__Exercises__
(1) Rewrite the paragraph of the Gaza history passage below that begins "In the aftermath of the First World War" more briefly, keeping its main facts.
(2) Continue the Gaza history passage below from its last paragraph.

__Supplied passage__
····················

Over the last 500 years, at least, the Gaza Strip has been a backwater. No one has ever truly invested in Gaza or the Gazans. For the last 100 years, Gaza and the Gazans have increasingly been used as pawns, by both the Arabs and the international community, in their efforts to vilify Israel and the Jews.
When push came to shove, the international community, led by the United Nations, preferred dead Gazans over losing leverage against Israel. Paradoxically and entirely contrary to common perception, Israel did more for the Gazans and the Gaza Strip than any of its many rulers, and had the international community not hated the Gazans so much, their situation today could have been drastically different.
Gaza under the Ottomans
For 400 years (1517-1917), the area known today as the Gaza Strip was part of the Ottoman Empire. It was not recognized as an independent area or as being at all linked to Judea and Samaria. Under Ottoman rule, the Gaza Strip saw changing fortunes and investments, depending on the circumstances and the identity and connections of its appointed governor.
Gaza under the Mandate
In the aftermath of the First World War and the fall of the Ottoman Empire, the Gaza Strip was included in the area that came under the control of Great Britain. Following the Balfour Declaration (1917), the Paris Peace Conference (1919), the San Remo Conference (1920) and the League of Nations Mandate for Palestine, Great Britain controlled the area with the sole purpose of it becoming part of the Jewish national homeland. One of the more substantial moves made by Great Britain during the period of the Mandate (1922-1948) was to finalize the official border separating Egypt from the Gaza Strip.
After Great Britain betrayed the Mandate and capitulated to Arab violence instead of giving the Jews the land designated for their national homeland, the 1947 United Nations Partition Plan (which suggested an Arab state and a tiny Jewish state on that same land), included the Gaza Strip in the territory of the “Arab State.” However, having ceremoniously rejected the Partition Plan, the Arab countries chose instead to wage war on the nascent Jewish state. While Israel managed to survive the onslaught of five Arab armies, when the fighting came to its end, it did not conquer the Gaza Strip, which would now be under Egyptian rule. Except for a short break between 1956 and 1957 duing the Sinai War, the Strip remained under Egyptian control from 1948 to 1967.

····················

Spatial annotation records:
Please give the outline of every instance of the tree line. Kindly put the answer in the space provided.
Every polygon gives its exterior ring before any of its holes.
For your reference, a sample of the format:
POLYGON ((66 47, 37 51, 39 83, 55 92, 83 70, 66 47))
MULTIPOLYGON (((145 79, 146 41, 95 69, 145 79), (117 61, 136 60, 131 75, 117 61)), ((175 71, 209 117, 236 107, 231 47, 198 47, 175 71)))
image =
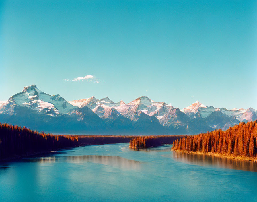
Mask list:
POLYGON ((161 146, 162 144, 171 144, 173 141, 185 137, 184 135, 155 135, 137 137, 132 138, 129 147, 138 149, 161 146))
POLYGON ((0 159, 89 145, 128 143, 135 137, 54 135, 0 123, 0 159))
POLYGON ((172 149, 257 157, 256 137, 256 121, 246 124, 240 122, 225 131, 216 130, 180 138, 173 142, 172 149))

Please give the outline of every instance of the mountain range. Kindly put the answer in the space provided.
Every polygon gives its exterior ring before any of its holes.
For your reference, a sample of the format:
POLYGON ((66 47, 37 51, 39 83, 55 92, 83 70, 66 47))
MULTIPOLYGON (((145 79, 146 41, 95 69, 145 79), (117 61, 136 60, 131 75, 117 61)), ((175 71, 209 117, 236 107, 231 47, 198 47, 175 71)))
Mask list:
POLYGON ((256 119, 251 108, 216 108, 197 101, 180 110, 146 96, 127 104, 94 96, 67 102, 35 85, 0 101, 0 122, 56 133, 193 134, 256 119))

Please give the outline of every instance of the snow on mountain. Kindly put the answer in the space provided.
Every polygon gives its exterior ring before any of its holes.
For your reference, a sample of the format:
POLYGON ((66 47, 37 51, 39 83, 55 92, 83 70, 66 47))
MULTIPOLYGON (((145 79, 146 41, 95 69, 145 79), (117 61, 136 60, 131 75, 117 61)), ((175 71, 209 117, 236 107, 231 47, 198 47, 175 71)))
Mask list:
POLYGON ((59 94, 51 96, 39 89, 35 85, 24 88, 21 92, 11 97, 0 108, 0 113, 10 114, 18 107, 27 107, 50 116, 67 114, 76 108, 59 94))
POLYGON ((213 112, 217 111, 220 111, 223 114, 236 118, 240 121, 242 121, 244 119, 249 121, 253 120, 253 118, 254 119, 256 114, 255 112, 256 110, 253 109, 252 110, 248 110, 248 112, 247 112, 246 110, 242 108, 240 109, 235 108, 231 110, 227 109, 224 108, 215 108, 212 106, 209 107, 205 106, 198 101, 184 108, 181 111, 186 114, 190 119, 193 119, 199 117, 205 118, 213 112))
POLYGON ((197 117, 205 118, 215 109, 212 106, 207 106, 197 101, 187 107, 184 108, 181 111, 191 119, 197 117))
POLYGON ((138 119, 137 113, 139 111, 150 116, 159 117, 171 110, 173 107, 163 102, 155 102, 146 96, 143 96, 128 104, 114 108, 125 117, 136 121, 138 119))
POLYGON ((252 108, 249 108, 242 115, 239 119, 241 121, 254 121, 257 119, 257 110, 252 108))
POLYGON ((121 116, 115 109, 103 104, 98 105, 92 111, 99 117, 103 119, 111 118, 115 119, 121 116))
POLYGON ((3 106, 4 104, 5 104, 7 102, 7 101, 2 101, 0 100, 0 109, 1 109, 2 106, 3 106))
POLYGON ((226 115, 221 110, 213 111, 204 119, 213 129, 221 129, 226 130, 239 123, 237 119, 226 115))

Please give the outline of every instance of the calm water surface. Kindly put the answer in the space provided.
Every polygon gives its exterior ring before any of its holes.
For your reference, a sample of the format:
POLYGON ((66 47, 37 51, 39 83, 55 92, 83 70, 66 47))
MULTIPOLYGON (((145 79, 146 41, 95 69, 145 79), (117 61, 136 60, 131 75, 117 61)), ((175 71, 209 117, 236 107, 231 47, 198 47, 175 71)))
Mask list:
POLYGON ((0 201, 257 201, 255 163, 171 152, 171 145, 128 147, 0 163, 0 201))

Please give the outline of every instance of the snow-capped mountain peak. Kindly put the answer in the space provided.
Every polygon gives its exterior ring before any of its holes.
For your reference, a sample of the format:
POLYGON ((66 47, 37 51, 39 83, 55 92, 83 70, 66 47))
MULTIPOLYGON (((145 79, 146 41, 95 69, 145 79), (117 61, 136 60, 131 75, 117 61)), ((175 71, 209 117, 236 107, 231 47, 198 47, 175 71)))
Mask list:
POLYGON ((1 106, 0 112, 12 114, 20 107, 28 107, 53 116, 67 114, 76 108, 59 95, 52 96, 45 93, 35 85, 25 87, 21 92, 11 97, 1 106))

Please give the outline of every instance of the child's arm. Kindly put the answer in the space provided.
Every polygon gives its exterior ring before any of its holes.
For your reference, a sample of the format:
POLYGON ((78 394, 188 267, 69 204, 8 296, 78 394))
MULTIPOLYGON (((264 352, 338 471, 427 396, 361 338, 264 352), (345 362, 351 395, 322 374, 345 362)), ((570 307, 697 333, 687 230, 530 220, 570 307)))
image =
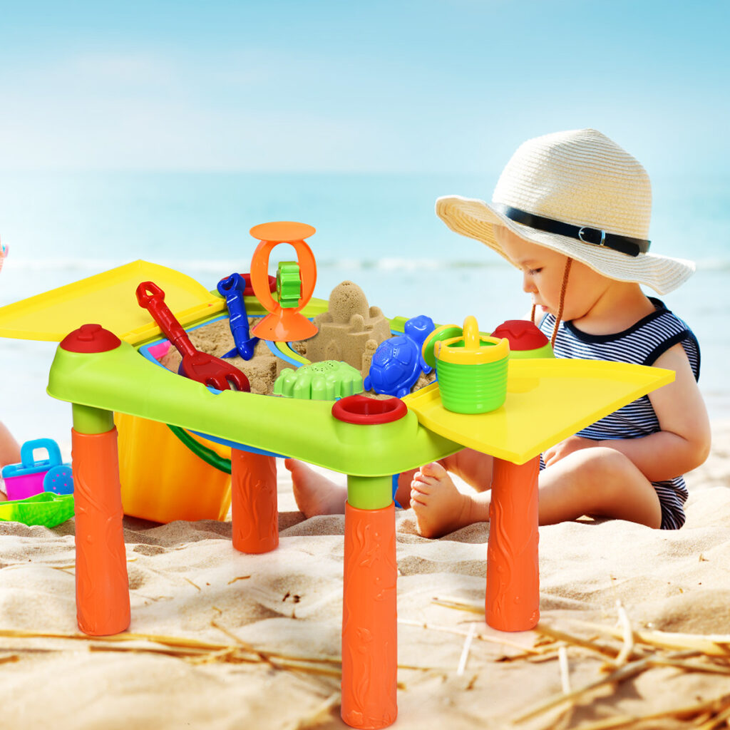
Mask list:
POLYGON ((661 431, 615 441, 571 437, 546 450, 545 464, 550 466, 578 449, 606 446, 628 456, 650 482, 673 479, 702 464, 710 453, 710 420, 684 348, 675 345, 653 365, 677 374, 674 383, 649 394, 661 431))
POLYGON ((20 447, 5 424, 0 421, 0 466, 20 462, 20 447))

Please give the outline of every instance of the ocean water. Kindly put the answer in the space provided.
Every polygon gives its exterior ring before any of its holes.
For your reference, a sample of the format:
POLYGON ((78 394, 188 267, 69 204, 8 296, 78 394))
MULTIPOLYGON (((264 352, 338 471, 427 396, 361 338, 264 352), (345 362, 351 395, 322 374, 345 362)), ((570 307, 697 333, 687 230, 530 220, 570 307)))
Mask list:
MULTIPOLYGON (((221 277, 249 270, 258 242, 248 233, 253 226, 288 220, 317 228, 308 241, 315 296, 326 299, 350 279, 388 316, 460 323, 471 314, 488 329, 529 310, 520 275, 485 246, 449 231, 434 203, 452 193, 489 199, 498 174, 4 172, 0 237, 10 253, 0 305, 137 258, 212 289, 221 277)), ((652 250, 697 264, 694 276, 664 299, 699 339, 700 387, 711 418, 729 418, 730 174, 653 182, 652 250)), ((270 271, 293 255, 277 247, 270 271)), ((21 440, 67 440, 70 407, 45 392, 55 347, 0 339, 0 420, 21 440)))

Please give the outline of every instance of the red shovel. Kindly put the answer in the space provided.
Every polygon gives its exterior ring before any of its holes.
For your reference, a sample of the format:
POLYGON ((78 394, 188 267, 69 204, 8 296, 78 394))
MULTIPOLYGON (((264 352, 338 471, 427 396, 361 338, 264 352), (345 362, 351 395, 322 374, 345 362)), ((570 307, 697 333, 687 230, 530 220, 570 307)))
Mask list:
POLYGON ((180 375, 219 391, 250 391, 248 378, 238 368, 195 349, 185 331, 165 304, 165 293, 156 284, 143 281, 137 288, 137 297, 139 306, 152 315, 167 339, 182 356, 177 370, 180 375))

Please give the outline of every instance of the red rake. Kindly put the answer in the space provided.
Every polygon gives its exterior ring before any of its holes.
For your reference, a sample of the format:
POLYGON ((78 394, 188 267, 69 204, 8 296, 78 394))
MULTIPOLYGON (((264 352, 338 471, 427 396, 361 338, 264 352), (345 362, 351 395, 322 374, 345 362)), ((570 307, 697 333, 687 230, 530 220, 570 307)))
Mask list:
POLYGON ((137 288, 139 306, 147 310, 182 356, 177 372, 219 391, 250 391, 248 378, 238 368, 207 353, 196 350, 182 325, 165 304, 165 293, 151 281, 137 288))

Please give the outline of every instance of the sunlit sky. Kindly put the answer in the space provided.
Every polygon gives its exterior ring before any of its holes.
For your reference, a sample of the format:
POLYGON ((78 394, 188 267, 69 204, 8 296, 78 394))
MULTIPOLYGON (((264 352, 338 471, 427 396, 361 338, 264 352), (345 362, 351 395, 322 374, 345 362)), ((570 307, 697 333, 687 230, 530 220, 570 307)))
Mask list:
POLYGON ((729 25, 727 0, 0 0, 0 166, 479 172, 593 126, 723 172, 729 25))

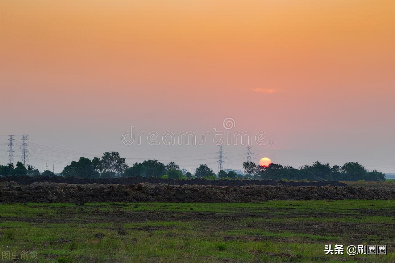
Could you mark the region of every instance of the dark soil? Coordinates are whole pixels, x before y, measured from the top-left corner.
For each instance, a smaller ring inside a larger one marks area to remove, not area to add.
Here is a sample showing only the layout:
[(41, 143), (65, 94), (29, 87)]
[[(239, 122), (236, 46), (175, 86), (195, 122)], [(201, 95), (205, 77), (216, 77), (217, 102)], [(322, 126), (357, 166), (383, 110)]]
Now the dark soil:
[(247, 185), (220, 186), (141, 183), (71, 184), (36, 182), (20, 185), (0, 182), (0, 202), (254, 202), (269, 200), (393, 199), (393, 187), (290, 186)]
[(0, 182), (15, 182), (21, 185), (30, 184), (36, 182), (64, 183), (71, 184), (135, 184), (141, 183), (164, 184), (169, 185), (198, 184), (214, 186), (287, 185), (291, 186), (324, 186), (330, 184), (334, 186), (347, 186), (344, 183), (337, 181), (314, 182), (283, 182), (273, 180), (208, 180), (196, 178), (189, 180), (175, 180), (151, 177), (121, 177), (89, 179), (79, 177), (65, 177), (62, 176), (48, 177), (45, 176), (6, 176), (0, 177)]

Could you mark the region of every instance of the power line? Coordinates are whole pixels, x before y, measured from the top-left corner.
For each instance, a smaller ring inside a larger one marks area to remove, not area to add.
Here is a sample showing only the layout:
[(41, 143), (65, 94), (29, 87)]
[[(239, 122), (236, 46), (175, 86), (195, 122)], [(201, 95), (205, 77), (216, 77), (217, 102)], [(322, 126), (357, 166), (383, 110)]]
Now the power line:
[(7, 147), (7, 148), (8, 150), (7, 151), (8, 154), (8, 163), (13, 163), (14, 154), (15, 153), (15, 151), (14, 150), (14, 145), (15, 144), (15, 140), (13, 139), (14, 135), (9, 135), (8, 136), (9, 136), (9, 139), (7, 140), (8, 144)]
[(251, 162), (251, 146), (247, 147), (247, 162)]
[(223, 170), (222, 168), (222, 154), (223, 152), (222, 150), (222, 145), (220, 145), (220, 159), (218, 161), (218, 173), (221, 170)]
[(24, 134), (22, 135), (22, 139), (21, 140), (21, 143), (22, 144), (22, 150), (21, 151), (21, 159), (23, 165), (26, 166), (26, 163), (29, 163), (29, 152), (28, 151), (28, 148), (29, 148), (28, 143), (29, 139), (27, 138), (28, 135)]

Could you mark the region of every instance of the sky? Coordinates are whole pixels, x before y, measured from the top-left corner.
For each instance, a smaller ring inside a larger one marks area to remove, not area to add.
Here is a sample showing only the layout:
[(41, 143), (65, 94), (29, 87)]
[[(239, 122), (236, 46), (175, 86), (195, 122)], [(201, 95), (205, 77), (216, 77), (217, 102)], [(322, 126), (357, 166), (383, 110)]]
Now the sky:
[[(41, 171), (114, 150), (216, 171), (212, 139), (146, 137), (215, 128), (265, 133), (256, 163), (394, 173), (394, 47), (392, 0), (2, 0), (0, 163), (8, 135), (28, 134)], [(131, 126), (141, 145), (122, 143)], [(241, 169), (246, 146), (224, 144), (224, 167)]]

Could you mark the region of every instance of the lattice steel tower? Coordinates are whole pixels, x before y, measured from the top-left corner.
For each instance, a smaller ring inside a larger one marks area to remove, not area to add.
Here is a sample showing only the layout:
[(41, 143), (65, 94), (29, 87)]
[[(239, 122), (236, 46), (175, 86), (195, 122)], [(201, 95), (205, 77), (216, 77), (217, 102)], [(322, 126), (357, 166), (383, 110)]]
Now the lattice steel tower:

····················

__Exercise responses__
(1) After the First World War and the Ottoman Empire's fall, the Gaza Strip came under British control. Following the Balfour Declaration (1917), the Paris Peace Conference (1919), the San Remo Conference (1920) and the League of Nations Mandate for Palestine, Great Britain held the area solely so it would become part of the Jewish national homeland. A major British step during the Mandate (1922-1948) was setting the official border between Egypt and the Gaza Strip.

(2)
The Arab countries reject Israel
Positive proof of the disdain of both the Arab countries and the international community toward the Gazans appeared during this period.
According to U.N. records, during Israel’s War of Independence (9 months and 3 weeks, ed.), the population of the Gaza Strip swelled from about 70,000 people to 270,000 people. In the multilateral discussions that followed the war, Israel offered to include the Gaza Strip within the borders of the Jewish state and give all its residents full Israeli citizenship. Had the offer been accepted, the Gaza Strip would today be an integral part of Israel, all its residents would hold full citizenship and both the area and its residents would have shared and enjoyed the prosperity of Israel.
However, both the Arab states and the international community did not care about the fate of Gaza’s residents, old and new. The Arab countries rejected the offer, preferring to continue their fight against Israel’s very right to exist. For its part, the international community allowed the Arab countries to reject the offer without providing any substantial alternative.
Unlike Jordan’s unsuccessful claim of ownership of Judea and Samaria (also supposed to be part of the Jewish national homeland), Egypt never claimed to have any proprietary or sovereign claim to the Gaza Strip. It merely administered the Strip under perpetual military law, never granting its residents Egyptian citizenship.
The colossal UNRWA failure
The disdain of the international community for the Gazan residents was further expressed by its inaction.
While allowing the Egyptians to deny the Gazans any opportunity to settle, deny them citizenship and deny them rights, the international community simultaneously failed to provide the Gazans with any alternative. Between 1948 and 1967, no U.N. resolution ever called on Egypt to end its illegal occupation of the Strip and withdraw or to recognize the new Arab state envisaged by the Partition Plan. It was not called an occupier. The areas that are now so often referred to as the “Occupied Palestinian Territories” do not appear to have been considered “Palestinian territories” until they were liberated by Israel in 1967.
Instead of developing a comprehensive solution for the residents of Gaza, the Arab countries and the international community decided to establish the United Nations Relief and Works Agency for Palestine Refugees in the Near East (UNRWA), the U.N. organization dedicated solely to dealing with the non-Jewish so-called “Palestine refugees.”
UNRWA’s raison d’etre is to perpetuate the falsehood that the perpetual “Palestine refugees” will eventually flood Israel, thereby demographically and democratically destroying Israel as a Jewish state.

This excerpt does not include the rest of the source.